E, mesmo como Papa, não modificou essa atitude de proximidade com as pessoas, a preocupação com o outro. Por isso, quando perguntam a mim e a Francesca sobre a principal característica dele, respondemos sempre rapidamente que é seu sentido de humanidade.

Planeta Cultura — Você estava em Roma no dia da eleição de Bergoglio. Como foi a surpresa ao vê-lo surgir já como Papa?

Rubin – Ele tinha já 75 para 76 anos. Como todos sabem, aos 75 anos os bispos devem levar sua renúncia ao Papa. Então, ele estava mais “de saída”, como dizemos aqui na Argentina, estava se aposentando. Então, para mim, parecia que o tempo dele já havia passado.

Mas tive uma reunião dias antes do Conclave com um alto funcionário do Vaticano por quase uma hora para uma matéria que sairia no Clarín no domingo, sobre os candidatos a papa. E quando já me despedia, depois de uma hora de conversa, esse funcionário me pergunta: “Não vai pôr o cardeal Bergoglio como candidato no seu artigo? Confesso que fiquei até incomodado com a pergunta, porque, pensei: o homem já está quase se aposentando, porque ele me diz isso?

Bem, saí da reunião, aí comecei a refletir, não podia ser tão soberbo. Tratava-se de um funcionário importante do Vaticano. Então resolvi citar as chances de Bergoglio, mas numa segunda matéria, menor, não na principal. Falei apenas que pessoas no Vaticano voltavam a falar que Bergoglio, apesar da idade, era um dos candidatos.

Além disso, na véspera do conclave, a apresentadora do Canal 13 (também do Grupo Clarín) me perguntou ao vivo se Bergoglio tinha alguma chance. E eu, estava lá em Roma, meio atribulado e surpreso com a pergunta e respondi que sim, que ele tinha chances. Aí terminou a transmissão e pensei: acho que falei demais, como torcedor, como “argentino”, que nos vemos mais do que somos (risos), e, como escrevi a biografia dele, acabei inflando as possibilidades. No dia seguinte, eu estava de novo na Praça de São Pedro, aparece o novo Papa e era Jorge Bergoglio.

Planeta Cultura – Hoje, no Brasil, vivemos em um ambiente de polarização política, entre grupos de extrema direita e de esquerda. E há críticas sobretudo da direita de que o Papa Francisco é um homem de esquerda. Como você vê isso?

Rubin – Eu acredito que para um líder religioso essas etiquetas de direita e esquerda não servem. Eu vejo que o Papa, em muitos aspectos – como em temas como do sacerdócio feminino, o celibato sacerdotal, que continuam vigentes – como um conservador. Agora, em matéria social ele tem uma grande preocupação com a pobreza. Aliás, ele não alterou nada da doutrina social da Igreja, segue a linha de João Paulo II na direção de uma economia social de mercado.
------------
§ **Problemas a resolver**:
• 1. Responda com base no trecho da entrevista:
(a) Com que idade os bispos devem levar sua renúncia ao Papa?
(b) Em que jornal sairia a matéria sobre os candidatos a papa?
(c) De que emissora era a apresentadora que perguntou ao vivo se Bergoglio tinha alguma chance?
• 2. Diga quantas linhas da listagem contêm a palavra "forewing". Responda apenas com o número.

(Entradas de apontamento de objetos com rótulo)
------------
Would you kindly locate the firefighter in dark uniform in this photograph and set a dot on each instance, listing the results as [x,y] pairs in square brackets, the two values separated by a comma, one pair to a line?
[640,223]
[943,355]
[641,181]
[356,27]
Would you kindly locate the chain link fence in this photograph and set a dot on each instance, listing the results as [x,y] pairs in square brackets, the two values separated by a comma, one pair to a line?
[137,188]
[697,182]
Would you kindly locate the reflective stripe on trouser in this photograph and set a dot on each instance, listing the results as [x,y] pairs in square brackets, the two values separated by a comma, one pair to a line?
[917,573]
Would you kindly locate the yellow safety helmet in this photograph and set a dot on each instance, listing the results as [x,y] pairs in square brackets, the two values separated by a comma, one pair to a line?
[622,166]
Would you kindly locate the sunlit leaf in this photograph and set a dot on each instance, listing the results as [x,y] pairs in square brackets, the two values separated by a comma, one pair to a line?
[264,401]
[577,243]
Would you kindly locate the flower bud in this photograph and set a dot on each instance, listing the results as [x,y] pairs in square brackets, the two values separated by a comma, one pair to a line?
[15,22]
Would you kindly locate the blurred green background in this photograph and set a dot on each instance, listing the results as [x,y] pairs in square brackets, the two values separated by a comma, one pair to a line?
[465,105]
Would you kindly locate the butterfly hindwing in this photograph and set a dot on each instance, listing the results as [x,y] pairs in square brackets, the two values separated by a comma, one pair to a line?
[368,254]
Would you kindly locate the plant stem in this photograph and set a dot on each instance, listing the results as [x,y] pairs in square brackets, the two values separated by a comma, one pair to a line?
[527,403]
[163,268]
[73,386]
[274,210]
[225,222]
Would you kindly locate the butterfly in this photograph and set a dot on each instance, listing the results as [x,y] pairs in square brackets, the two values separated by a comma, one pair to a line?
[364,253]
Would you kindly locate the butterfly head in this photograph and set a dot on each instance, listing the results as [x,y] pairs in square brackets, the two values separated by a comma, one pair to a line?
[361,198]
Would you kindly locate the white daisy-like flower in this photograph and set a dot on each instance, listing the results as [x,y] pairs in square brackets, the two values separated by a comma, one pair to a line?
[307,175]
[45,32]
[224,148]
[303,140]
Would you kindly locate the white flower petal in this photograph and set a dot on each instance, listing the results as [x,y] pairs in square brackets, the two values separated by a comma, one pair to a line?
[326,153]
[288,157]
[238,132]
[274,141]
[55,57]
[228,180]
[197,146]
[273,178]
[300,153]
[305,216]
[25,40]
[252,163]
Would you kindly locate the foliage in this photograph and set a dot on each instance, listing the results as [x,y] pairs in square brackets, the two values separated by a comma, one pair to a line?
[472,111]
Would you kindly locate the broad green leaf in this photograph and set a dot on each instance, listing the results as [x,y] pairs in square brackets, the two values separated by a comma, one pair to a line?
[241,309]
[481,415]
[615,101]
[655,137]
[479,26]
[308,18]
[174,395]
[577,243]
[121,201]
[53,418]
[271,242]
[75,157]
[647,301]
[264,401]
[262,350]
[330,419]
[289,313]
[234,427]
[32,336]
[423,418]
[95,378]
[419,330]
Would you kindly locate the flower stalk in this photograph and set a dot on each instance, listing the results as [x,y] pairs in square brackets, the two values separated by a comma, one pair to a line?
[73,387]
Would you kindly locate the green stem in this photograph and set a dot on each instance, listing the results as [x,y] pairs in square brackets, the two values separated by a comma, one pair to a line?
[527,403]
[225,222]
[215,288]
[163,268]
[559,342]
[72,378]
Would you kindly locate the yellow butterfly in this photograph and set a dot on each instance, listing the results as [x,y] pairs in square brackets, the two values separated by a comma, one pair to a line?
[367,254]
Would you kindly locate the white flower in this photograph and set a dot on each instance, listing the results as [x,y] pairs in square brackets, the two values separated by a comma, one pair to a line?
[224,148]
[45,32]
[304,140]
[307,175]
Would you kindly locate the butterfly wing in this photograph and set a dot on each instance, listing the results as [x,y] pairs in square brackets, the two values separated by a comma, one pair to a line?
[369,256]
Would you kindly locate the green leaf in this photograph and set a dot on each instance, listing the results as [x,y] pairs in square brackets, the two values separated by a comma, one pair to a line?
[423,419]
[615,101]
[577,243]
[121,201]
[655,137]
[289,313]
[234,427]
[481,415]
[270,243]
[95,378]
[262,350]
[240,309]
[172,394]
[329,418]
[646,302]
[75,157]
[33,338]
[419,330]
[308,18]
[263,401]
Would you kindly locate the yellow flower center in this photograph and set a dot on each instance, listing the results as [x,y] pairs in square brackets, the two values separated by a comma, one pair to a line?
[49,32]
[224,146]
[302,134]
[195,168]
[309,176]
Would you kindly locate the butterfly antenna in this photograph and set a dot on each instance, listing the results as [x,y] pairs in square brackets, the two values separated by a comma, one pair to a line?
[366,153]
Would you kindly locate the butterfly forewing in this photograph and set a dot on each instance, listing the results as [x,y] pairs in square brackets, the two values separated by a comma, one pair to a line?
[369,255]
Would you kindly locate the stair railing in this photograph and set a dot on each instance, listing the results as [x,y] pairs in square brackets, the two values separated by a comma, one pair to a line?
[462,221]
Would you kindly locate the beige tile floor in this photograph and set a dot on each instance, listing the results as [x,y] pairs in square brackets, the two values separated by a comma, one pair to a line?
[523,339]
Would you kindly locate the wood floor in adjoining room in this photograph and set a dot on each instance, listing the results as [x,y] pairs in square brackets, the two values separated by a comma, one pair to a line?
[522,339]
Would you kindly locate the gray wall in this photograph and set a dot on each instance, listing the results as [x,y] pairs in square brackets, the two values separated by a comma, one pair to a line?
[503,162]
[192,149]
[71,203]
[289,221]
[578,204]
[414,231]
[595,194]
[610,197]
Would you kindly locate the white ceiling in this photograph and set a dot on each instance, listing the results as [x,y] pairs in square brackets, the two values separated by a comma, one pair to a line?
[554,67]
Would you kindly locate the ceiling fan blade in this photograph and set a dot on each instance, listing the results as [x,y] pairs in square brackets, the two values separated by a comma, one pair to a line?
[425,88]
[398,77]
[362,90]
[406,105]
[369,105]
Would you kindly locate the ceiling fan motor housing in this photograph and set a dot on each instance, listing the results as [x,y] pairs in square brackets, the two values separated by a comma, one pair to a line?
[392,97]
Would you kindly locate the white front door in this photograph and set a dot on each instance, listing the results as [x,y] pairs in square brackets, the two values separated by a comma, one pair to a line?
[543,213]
------------
§ **As respostas**:
• 1.
(a) Aos 75 anos.
(b) No Clarín.
(c) Do Canal 13, também do Grupo Clarín.

• 2. 1